> [OBJETIVO 1]: En el texto sobre las primarias de Podemos en Madrid, ¿a qué candidatura se impuso Ramón Espinar?
> [OBJETIVO 2]: Sigue, por favor, el texto sobre las primarias de Podemos en Madrid desde su última oración.

> [SELECCIÓN]:
:::

Este
viernes Ramón Espinar ganó las primarias de Podemos en Madrid, imponiéndose a
la candidatura errejonista de Rita Maestre y Tania Sánchez. A
Espinar le descubrieron, hace unas semanas, un chanchullo con un piso de
protección oficial, con el que especuló gracias a, entre otras cosas, los
favores de su padre. Esta noticia, que dio mucho que hablar en los medios, no
ha tenido repercusión en la elección de Podemos, si por repercusión entendemos
que Espinar hubiera perdido. Podría pensarse incluso que le ha llegado a
favorecer, dado que sus fieles se han movilizado en masa. Nunca lo sabremos
exactamente.

:::

> [DATOS SIN PROCESAR]:
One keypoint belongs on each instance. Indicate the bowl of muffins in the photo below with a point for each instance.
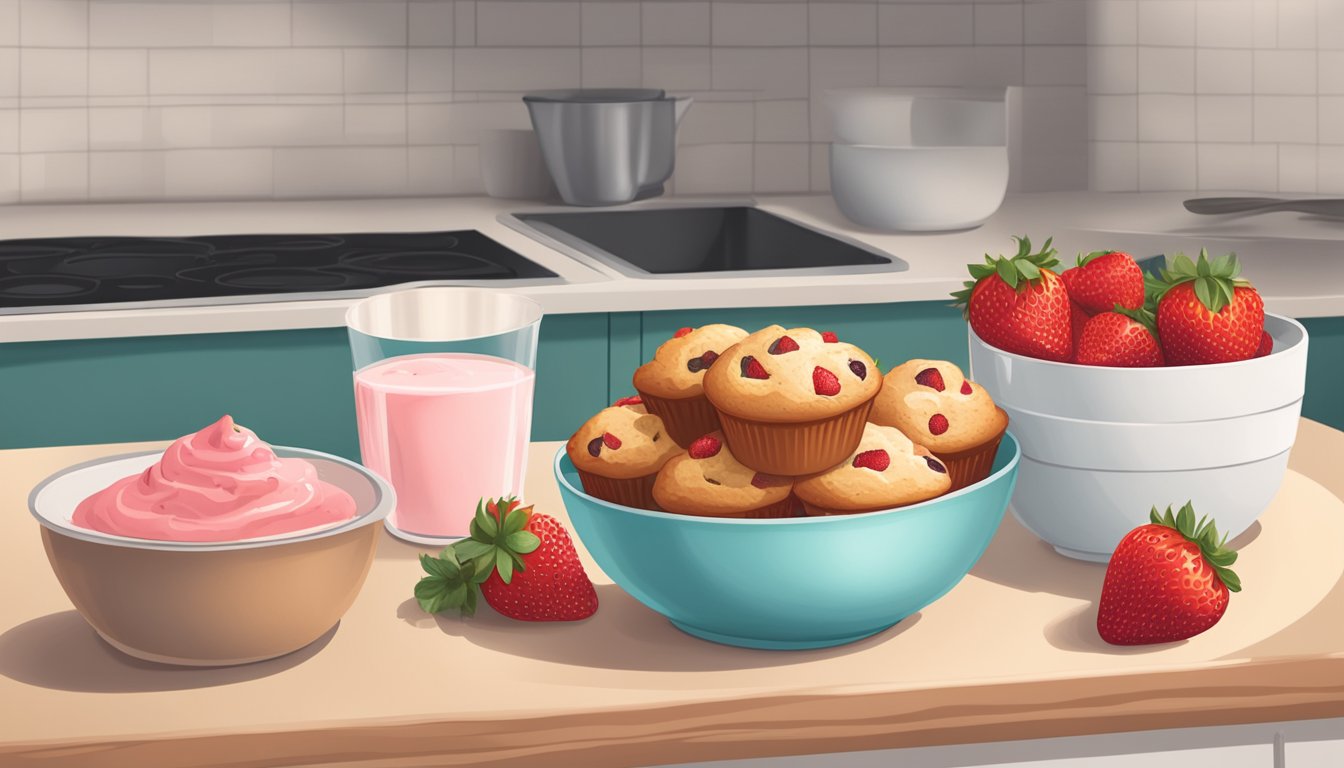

:::

> [RESULTADO FINAL 1]: A la candidatura errejonista de Rita Maestre y Tania Sánchez.

> [RESULTADO FINAL 2]:
A escala, el caso Espinar me recuerda
mucho a Trump. Por cada delito que le descubrían la magnate, por cada falta,
abuso y prueba de indecencia que le era aireada, arreciaba más el ruido de su
campaña y los gritos ensordecedores de sus fans, que veían conspiraciones
mediáticas por todas partes. Parecía que todo funcionaba al revés de lo
establecido, y que esas noticias de delitos y faltas, nada allenianos, que
hasta ahora suponían la muerte política del candidato, eran justo lo contrario,
más gasolina que echar a las ardientes brasas de sus encolerizados partidarios.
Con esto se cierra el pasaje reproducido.